List of tasks –
**1.** In the profile of Margaret A. Tucker, what was the first calculator developed by her team designed to estimate?
**2.** Extend the profile of Margaret A. Tucker, picking up after its final sentence.

*** Exercise text Section Begins ***

Margaret A. Tucker, M.D.

Scientist Emeritus



9609 Medical Center Drive
Room SG/7E422
Rockville, MD 20850


Research Topics

Dr. Margaret A. Tucker's landmark scientific contributions have substantively improved our understanding of the mechanisms underlying familial cancers, the etiology of melanoma, and predisposition to multiple malignancies. Her research team and collaborators identified the first major susceptibility genes for melanoma. Dr. Tucker and her team published a melanoma atlas, created training videos for the clinical examination of members of high-risk families, developed the first calculator to estimate an individual’s risk of developing melanoma, and more recently launched a website with the first-ever serial collection of dysplastic nevi and melanomas, documenting skin changes over nearly four decades of clinical follow-up.

*** Exercise text Section Ends ***
*** Supplied entries Section Begins ***

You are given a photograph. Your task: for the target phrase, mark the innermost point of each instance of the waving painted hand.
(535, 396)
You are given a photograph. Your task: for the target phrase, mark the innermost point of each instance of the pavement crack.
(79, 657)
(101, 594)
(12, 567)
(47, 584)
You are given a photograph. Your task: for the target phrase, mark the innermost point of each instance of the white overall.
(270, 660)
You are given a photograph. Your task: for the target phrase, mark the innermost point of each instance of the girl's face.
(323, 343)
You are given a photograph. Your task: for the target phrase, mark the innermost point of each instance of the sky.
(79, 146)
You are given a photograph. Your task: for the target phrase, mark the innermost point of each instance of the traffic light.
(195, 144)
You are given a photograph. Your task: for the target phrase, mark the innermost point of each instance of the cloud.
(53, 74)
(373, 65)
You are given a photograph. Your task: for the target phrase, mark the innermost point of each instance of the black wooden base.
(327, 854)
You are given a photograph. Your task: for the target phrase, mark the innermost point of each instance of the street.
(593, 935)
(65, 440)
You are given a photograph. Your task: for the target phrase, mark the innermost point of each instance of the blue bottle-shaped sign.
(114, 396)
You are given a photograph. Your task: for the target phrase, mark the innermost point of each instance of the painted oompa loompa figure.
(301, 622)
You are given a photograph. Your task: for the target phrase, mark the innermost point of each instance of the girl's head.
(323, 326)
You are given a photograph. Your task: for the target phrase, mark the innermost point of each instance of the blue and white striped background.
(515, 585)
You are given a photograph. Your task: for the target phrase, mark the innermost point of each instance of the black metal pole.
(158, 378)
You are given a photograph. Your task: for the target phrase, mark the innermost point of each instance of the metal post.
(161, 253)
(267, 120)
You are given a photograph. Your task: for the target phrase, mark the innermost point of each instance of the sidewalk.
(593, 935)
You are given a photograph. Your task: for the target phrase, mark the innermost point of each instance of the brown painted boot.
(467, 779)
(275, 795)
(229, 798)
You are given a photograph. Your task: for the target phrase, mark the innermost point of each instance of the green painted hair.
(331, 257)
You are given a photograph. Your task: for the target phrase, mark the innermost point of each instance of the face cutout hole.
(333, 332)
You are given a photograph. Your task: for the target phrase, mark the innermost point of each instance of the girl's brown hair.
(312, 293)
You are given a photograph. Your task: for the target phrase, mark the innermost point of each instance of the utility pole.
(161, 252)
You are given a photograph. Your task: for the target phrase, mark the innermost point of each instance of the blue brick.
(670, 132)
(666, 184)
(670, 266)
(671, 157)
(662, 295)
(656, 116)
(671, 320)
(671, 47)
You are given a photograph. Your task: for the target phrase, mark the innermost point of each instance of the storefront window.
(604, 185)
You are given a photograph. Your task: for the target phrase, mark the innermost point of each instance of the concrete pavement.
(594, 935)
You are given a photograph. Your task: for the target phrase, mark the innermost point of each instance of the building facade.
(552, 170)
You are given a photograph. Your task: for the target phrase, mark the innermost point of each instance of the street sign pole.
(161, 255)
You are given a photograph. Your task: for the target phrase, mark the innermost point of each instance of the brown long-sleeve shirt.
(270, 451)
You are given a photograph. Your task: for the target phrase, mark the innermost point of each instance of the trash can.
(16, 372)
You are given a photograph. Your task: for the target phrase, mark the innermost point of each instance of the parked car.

*** Supplied entries Section Ends ***

Responses by item number –
**1.** An individual's risk of developing melanoma.

**2.**
Dr. Tucker received her M.D. from Harvard Medical School and completed training in internal medicine and medical oncology at Stanford University Medical Center. In her over 40 years at NCI, Dr. Tucker led the Institute’s research program on familial cancers, serving as Director of the DCEG Human Genetics Program. Dr. Tucker retired in June 2018 and was named as a Scientist Emeritus by the NIH Scientific Directors. She remains committed to DCEG, providing crucial scientific advice for ongoing studies in several important research areas, mentoring junior investigators, and offering valuable management insights to DCEG’s leadership team.

Selected Publications

  1. Consonni D, Pierobon M, Gail MH, Rubagotti M, Rotunno M, Goldstein A, Goldin L, Lubin J, Wacholder S, Caporaso NE, Bertazzi PA, Tucker MA, Pesatori AC, Landi MT. Lung cancer prognosis before and after recurrence in a population-based setting. J Natl Cancer Inst. 2015;107(6):djv059.
  2. Lam CJ, Curtis RE, Dores GM, Engels EA, Caporaso NE, Polliack A, Warren JL, Young HA, Levine PH, Elmi AF, Fraumeni JF Jr, Tucker MA, Morton LM. Risk Factors for Melanoma Among Survivors of Non-Hodgkin Lymphoma. J Clin Oncol. 2015;33(28):3096-104.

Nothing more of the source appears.